** Start of Source **

PULLMAN, Wash. -- During Gabe Marks' first few years on Washington State’s campus he had a bit of a problem.
“When people were winding down around 10,” Marks said, “I was starting The Lord of the Rings or trying to blast through Harry Potter.”
He’d start a book or a movie (or a trilogy of movies) around 10 p.m. Before he knew it, the sun had risen and he needed to leave for class. So he would head off to classes and then try to sneak in a nap before football practice. It wasn’t optimal but it worked, in some ways.
“Sleeping is not fun,” Marks quipped. “You’re missing stuff. ... but you’ll die if you don’t sleep.”
Marks wasn’t missing his sleep hours to that extreme. More so, it was the little things -- how his body ached before, during or after a game; how recovery took longer, that were affected. So rather than missing out on things because he was sleeping, Marks was falling short of other things because he wasn’t sleeping.
Toward the end of last season Marks’ body began to ache a bit differently than it had before. He had been hit a lot during his first and second years but not as much as he was last season. The redshirt junior was targeted 151 times and caught a conference-best 104 receptions. That means he was likely hit more than any other receiver in the conference (which is what tends to happen being a receiver in Mike Leach’s Air Raid offense).
So this past offseason Marks and Cougars strength and conditioning coach Jason Loscalzo had a very serious conversation. The two have always had a very candid relationship, one that Loscalzo said is rooted in their similar competitiveness.
Loscalzo made it very clear to Marks: He needed to make a lot of changes. Not only for himself, but also since so many players were now looking up to him. Marks’ physical edge wasn’t just going to come from gaining weight, it was going to come from all the little details that would help him maintain his best playing shape -- diet, sleep patterns, and commitment to recovery.

** End of Source **

→ Goals:
(a) In the article on Gabe Marks, swap "redshirt junior" for "wide receiver" and write out the passage starting at "Marks wasn’t missing" and ending at "Air Raid offense).".
(b) Answer these from the article on Gabe Marks:
(i) Around what time would Marks start a book or a movie?
(ii) How many times was he targeted last season?
(iii) Who is the Cougars' strength and conditioning coach?
The records after this are separate material and have nothing to do with the article on Gabe Marks.

** Start of Data **

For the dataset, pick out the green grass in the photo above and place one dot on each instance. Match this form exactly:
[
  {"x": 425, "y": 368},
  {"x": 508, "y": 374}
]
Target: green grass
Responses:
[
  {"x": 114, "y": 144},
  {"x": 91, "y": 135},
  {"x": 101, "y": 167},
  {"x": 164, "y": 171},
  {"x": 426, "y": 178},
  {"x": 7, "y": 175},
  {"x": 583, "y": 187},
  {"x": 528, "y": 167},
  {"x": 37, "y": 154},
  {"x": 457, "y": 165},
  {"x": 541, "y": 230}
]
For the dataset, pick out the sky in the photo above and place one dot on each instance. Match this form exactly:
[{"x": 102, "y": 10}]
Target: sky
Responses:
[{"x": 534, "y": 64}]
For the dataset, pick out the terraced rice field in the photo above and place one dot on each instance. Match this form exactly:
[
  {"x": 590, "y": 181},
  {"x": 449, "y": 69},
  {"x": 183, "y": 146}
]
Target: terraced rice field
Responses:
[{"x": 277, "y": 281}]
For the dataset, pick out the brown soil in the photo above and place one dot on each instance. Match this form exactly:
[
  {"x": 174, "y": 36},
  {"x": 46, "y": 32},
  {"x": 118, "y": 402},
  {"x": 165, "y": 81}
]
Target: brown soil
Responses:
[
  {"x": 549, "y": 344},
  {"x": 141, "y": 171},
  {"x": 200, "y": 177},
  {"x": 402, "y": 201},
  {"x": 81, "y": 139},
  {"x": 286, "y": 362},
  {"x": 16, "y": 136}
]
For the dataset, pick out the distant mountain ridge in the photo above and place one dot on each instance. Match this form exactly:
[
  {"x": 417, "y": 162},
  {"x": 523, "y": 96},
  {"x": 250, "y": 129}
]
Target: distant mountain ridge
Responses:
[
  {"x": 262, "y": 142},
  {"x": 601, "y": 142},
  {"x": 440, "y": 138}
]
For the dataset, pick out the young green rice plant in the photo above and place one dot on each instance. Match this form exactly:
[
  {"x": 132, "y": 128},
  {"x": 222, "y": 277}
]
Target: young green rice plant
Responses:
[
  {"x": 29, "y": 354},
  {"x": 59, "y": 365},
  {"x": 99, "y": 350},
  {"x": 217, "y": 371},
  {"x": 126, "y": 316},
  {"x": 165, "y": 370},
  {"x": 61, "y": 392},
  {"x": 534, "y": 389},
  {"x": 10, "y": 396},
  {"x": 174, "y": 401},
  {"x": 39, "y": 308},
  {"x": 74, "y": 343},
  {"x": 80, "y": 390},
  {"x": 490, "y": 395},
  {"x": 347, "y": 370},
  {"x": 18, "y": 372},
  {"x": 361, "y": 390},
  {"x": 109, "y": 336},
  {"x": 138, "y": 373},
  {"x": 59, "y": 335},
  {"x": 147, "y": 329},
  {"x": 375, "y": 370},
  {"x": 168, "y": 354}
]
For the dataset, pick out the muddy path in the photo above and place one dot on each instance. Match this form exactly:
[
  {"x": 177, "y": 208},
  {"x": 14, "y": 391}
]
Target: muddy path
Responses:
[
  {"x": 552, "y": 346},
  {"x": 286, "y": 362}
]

** End of Data **

→ Written answers:
(a)
Marks wasn’t missing his sleep hours to that extreme. More so, it was the little things -- how his body ached before, during or after a game; how recovery took longer, that were affected. So rather than missing out on things because he was sleeping, Marks was falling short of other things because he wasn’t sleeping.
Toward the end of last season Marks’ body began to ache a bit differently than it had before. He had been hit a lot during his first and second years but not as much as he was last season. The wide receiver was targeted 151 times and caught a conference-best 104 receptions. That means he was likely hit more than any other receiver in the conference (which is what tends to happen being a receiver in Mike Leach’s Air Raid offense).

(b)
(i) Around 10 p.m.
(ii) 151 times.
(iii) Jason Loscalzo.